**Source data**

=======

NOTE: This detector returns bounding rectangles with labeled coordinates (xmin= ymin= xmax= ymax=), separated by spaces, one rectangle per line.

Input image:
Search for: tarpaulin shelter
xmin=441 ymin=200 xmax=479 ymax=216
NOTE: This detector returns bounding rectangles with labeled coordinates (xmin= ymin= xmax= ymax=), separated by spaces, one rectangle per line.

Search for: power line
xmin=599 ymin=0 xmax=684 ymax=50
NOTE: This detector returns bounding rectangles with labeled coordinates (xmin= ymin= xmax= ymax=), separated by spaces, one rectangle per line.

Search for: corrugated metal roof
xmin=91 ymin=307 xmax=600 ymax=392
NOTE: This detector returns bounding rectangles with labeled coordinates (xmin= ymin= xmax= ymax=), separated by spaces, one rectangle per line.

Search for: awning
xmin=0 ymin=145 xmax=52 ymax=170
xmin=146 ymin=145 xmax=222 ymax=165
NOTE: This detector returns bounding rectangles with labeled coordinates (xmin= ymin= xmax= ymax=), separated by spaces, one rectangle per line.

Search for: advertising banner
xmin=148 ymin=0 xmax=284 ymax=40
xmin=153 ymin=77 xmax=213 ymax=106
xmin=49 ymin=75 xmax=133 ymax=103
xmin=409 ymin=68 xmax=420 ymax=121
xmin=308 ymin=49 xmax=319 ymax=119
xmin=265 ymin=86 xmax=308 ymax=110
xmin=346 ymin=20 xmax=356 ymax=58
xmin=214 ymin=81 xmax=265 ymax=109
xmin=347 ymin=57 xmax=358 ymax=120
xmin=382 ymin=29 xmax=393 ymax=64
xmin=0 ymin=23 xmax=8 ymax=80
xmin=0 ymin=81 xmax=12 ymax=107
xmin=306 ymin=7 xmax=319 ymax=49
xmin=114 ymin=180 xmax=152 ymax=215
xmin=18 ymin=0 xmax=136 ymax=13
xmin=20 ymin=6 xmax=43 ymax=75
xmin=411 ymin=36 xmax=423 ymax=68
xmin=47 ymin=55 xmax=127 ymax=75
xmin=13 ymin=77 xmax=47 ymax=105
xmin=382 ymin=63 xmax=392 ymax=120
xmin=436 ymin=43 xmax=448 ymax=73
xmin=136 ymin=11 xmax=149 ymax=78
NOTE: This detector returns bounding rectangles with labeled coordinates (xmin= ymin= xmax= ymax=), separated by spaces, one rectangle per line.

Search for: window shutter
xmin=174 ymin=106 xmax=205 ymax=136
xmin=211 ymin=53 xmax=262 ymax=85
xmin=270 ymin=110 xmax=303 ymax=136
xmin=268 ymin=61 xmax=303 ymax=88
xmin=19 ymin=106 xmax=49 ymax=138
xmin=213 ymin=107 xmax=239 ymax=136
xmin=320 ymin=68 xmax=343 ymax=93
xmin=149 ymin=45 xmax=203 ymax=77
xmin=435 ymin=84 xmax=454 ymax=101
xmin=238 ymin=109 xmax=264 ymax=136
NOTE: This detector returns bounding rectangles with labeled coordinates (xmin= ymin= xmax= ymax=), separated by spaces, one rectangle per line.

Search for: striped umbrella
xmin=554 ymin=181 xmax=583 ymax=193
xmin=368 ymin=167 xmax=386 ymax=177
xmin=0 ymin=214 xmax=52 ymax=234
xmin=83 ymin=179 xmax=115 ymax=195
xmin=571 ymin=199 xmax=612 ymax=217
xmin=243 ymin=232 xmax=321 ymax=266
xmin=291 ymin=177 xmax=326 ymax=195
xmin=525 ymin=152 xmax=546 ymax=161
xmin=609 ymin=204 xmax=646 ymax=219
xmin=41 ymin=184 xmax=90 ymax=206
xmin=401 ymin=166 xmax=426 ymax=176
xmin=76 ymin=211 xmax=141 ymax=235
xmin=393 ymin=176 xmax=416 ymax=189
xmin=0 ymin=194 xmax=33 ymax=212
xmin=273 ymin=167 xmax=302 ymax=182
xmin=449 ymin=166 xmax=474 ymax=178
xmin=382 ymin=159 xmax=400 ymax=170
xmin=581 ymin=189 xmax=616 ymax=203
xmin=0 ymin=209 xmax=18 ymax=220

=======

**GOAL OF THE EXERCISE**
Could you give every entry again, exactly as written?

**TASK OUTPUT**
NOTE: This detector returns bounding rectangles with labeled coordinates (xmin= ymin= xmax= ymax=), separated by spaces, one rectangle per line.

Input image:
Search for: tarpaulin shelter
xmin=441 ymin=200 xmax=479 ymax=216
NOTE: This detector returns bounding rectangles with labeled coordinates (xmin= ymin= xmax= ymax=), separated by spaces, one rectangle per line.

Search for: power line
xmin=599 ymin=0 xmax=684 ymax=50
NOTE: This detector returns bounding rectangles with labeled coordinates (xmin= ymin= xmax= ymax=), separated by spaces, one rectangle per line.

Search for: corrugated metal roof
xmin=91 ymin=307 xmax=600 ymax=392
NOTE: This detector returns bounding rectangles with labeled coordinates (xmin= ymin= xmax= ymax=), separated by spaces, one rectangle per line.

Search for: awning
xmin=0 ymin=145 xmax=52 ymax=170
xmin=146 ymin=145 xmax=222 ymax=165
NOTE: This detector returns bounding rectangles with labeled coordinates (xmin= ymin= xmax= ymax=), separated by spaces, one rectangle per line.

Search for: advertising banner
xmin=148 ymin=0 xmax=284 ymax=40
xmin=153 ymin=77 xmax=213 ymax=106
xmin=49 ymin=75 xmax=133 ymax=103
xmin=409 ymin=68 xmax=420 ymax=121
xmin=308 ymin=49 xmax=319 ymax=119
xmin=265 ymin=86 xmax=308 ymax=110
xmin=346 ymin=20 xmax=356 ymax=58
xmin=214 ymin=81 xmax=265 ymax=109
xmin=347 ymin=57 xmax=358 ymax=120
xmin=382 ymin=29 xmax=393 ymax=64
xmin=0 ymin=23 xmax=8 ymax=80
xmin=0 ymin=81 xmax=12 ymax=107
xmin=306 ymin=7 xmax=319 ymax=49
xmin=114 ymin=180 xmax=152 ymax=215
xmin=18 ymin=0 xmax=136 ymax=13
xmin=20 ymin=6 xmax=43 ymax=75
xmin=411 ymin=36 xmax=423 ymax=68
xmin=47 ymin=55 xmax=127 ymax=75
xmin=13 ymin=77 xmax=47 ymax=105
xmin=382 ymin=63 xmax=392 ymax=120
xmin=436 ymin=43 xmax=448 ymax=73
xmin=136 ymin=11 xmax=149 ymax=78
NOTE: This detector returns bounding rectangles with labeled coordinates (xmin= ymin= xmax= ymax=), separated by spaces, one rectangle per line.

Search for: window shutter
xmin=174 ymin=106 xmax=205 ymax=136
xmin=211 ymin=53 xmax=262 ymax=85
xmin=270 ymin=110 xmax=303 ymax=136
xmin=268 ymin=61 xmax=303 ymax=88
xmin=19 ymin=106 xmax=49 ymax=138
xmin=213 ymin=107 xmax=239 ymax=136
xmin=320 ymin=68 xmax=343 ymax=93
xmin=149 ymin=45 xmax=203 ymax=77
xmin=435 ymin=84 xmax=454 ymax=101
xmin=238 ymin=109 xmax=264 ymax=136
NOTE: This detector returns bounding rectangles with labeled coordinates (xmin= ymin= xmax= ymax=), separated by spaces, one rectangle per line.

Search for: striped umbrella
xmin=554 ymin=181 xmax=583 ymax=193
xmin=368 ymin=167 xmax=386 ymax=177
xmin=0 ymin=214 xmax=52 ymax=234
xmin=83 ymin=179 xmax=115 ymax=195
xmin=571 ymin=199 xmax=612 ymax=217
xmin=243 ymin=232 xmax=321 ymax=266
xmin=291 ymin=177 xmax=326 ymax=195
xmin=525 ymin=152 xmax=546 ymax=161
xmin=609 ymin=204 xmax=646 ymax=219
xmin=41 ymin=184 xmax=90 ymax=206
xmin=401 ymin=166 xmax=426 ymax=176
xmin=76 ymin=211 xmax=141 ymax=235
xmin=393 ymin=176 xmax=416 ymax=189
xmin=0 ymin=194 xmax=33 ymax=212
xmin=273 ymin=167 xmax=302 ymax=182
xmin=449 ymin=166 xmax=474 ymax=178
xmin=382 ymin=159 xmax=400 ymax=170
xmin=581 ymin=189 xmax=616 ymax=203
xmin=0 ymin=209 xmax=18 ymax=220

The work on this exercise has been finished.